Giorgio Berruto : Convergenze parallele Trump, l’estremismo ebraico e le reversibili fortune di Bibi il marinaio

Racconta Erodoto nel primo libro delle Storie che il ricco re di Lidia Creso, indeciso se muovere guerra all’impero persiano unificato da Ciro il Grande, avrebbe inviato emissari a Delfi e ad Anfiarao, sede di due tra i più importanti e riconosciuti oracoli del mondo greco. “Se farai guerra ai persiani abbatterai un grande impero”, fu la risposta degli oracoli. Creso allora dichiarò guerra a Ciro e provocò la distruzione di un grande impero. Il proprio.
Creso è un personaggio piuttosto comune. Anche ai nostri tempi, di Creso ce ne sono moltissimi. Sono quelli che pensano che aver vinto oggi renda superflua la domanda sul domani o almeno inevitabile la risposta. Il perché è ovvio: domani sarà come oggi. Gli dei accecano coloro che vogliono perdere e la vittoria obnubila la mente: non sempre, ma spesso rende più difficile l’emergere di certo genere di domande, quelle brutte, difficili, quelle che sgorgano invece con naturalezza nei giorni amari che seguono una sconfitta. La sconfitta favorisce la riflessione sugli errori commessi, su che cosa si può e si deve fare per cambiare, per vincere la prossima volta.

Dati forniti =

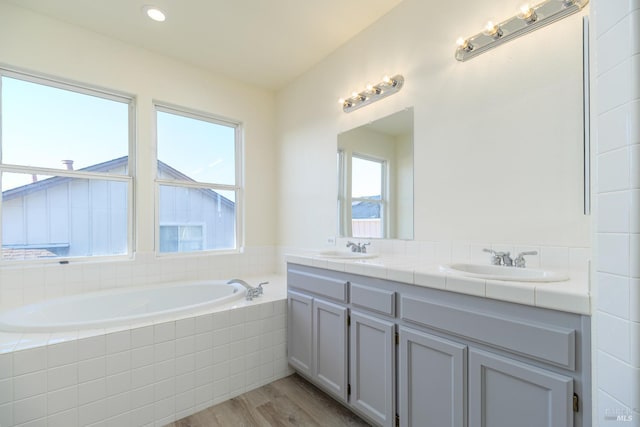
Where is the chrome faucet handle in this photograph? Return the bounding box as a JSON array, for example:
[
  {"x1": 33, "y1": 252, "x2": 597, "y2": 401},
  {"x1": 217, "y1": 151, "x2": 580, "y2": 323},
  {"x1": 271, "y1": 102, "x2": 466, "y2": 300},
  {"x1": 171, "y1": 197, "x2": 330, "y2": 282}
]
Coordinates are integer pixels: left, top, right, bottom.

Istruzioni =
**a)** Per ciascuna affermazione indica se concorda con il brano su Creso, rispondendo sì o no e citando le parole del brano che lo stabiliscono: (i) Creso mandò emissari soltanto a Delfi; (ii) l'impero persiano era stato unificato da Ciro il Grande; (iii) la sconfitta favorisce la riflessione sugli errori commessi.
**b)** Nel brano su Creso, che cosa risposero gli oracoli agli emissari del re?
**c)** Scrivi il seguito del brano su Creso e sugli effetti della vittoria, a partire dalla sua ultima frase.
Le voci non servono per svolgere questo lavoro.

Soluzioni =
**a)**
(i) No: «avrebbe inviato emissari a Delfi e ad Anfiarao»
(ii) Sì: «all’impero persiano unificato da Ciro il Grande»
(iii) Sì: «La sconfitta favorisce la riflessione sugli errori commessi»

**b)** «Se farai guerra ai persiani abbatterai un grande impero».

**c)**
Da alcune settimane la Casa Bianca ha un nuovo inquilino, un personaggio anomalo e un po’ pittoresco. Donald Trump è irrispettoso verso il modo tradizionale di fare politica. Non è un intellettuale come Obama, ma nemmeno come Bush, che già non lo era affatto. Si fa beffe del politicamente corretto in nome di un pensare e un agire diverso, non nuovo in assoluto ma del tutto inedito per chi siede nello Studio Ovale. Un pensare laterale rispetto a quello cui siamo abituati, e a cui gli americani - tutti gli americani, democratici e repubblicani - erano abituati. Credo che il modo di fare e di porsi al pubblico, cioè all’occhio della telecamera, sia sempre strettamente connesso con un sistema di pensiero che può essere più o meno consapevole di sé, e tuttavia c’è. Il modo di fare di Trump mi sembra dipenda da un pensiero miscellaneo i cui ingredienti principali sono l’idea che la storia sia a un punto di svolta e che le abituali categorie del discorso politico abbiano fatto il proprio tempo, una grossa porzione di ottimismo verso il futuro, fiducia nella propria capacità di intuizione e una massiccia dose di incoscienza, perché sull’altra riva dell’Atlantico è risaputo che fortuna iuvat audentes, ma dalla cima della Trump Tower ancora di più.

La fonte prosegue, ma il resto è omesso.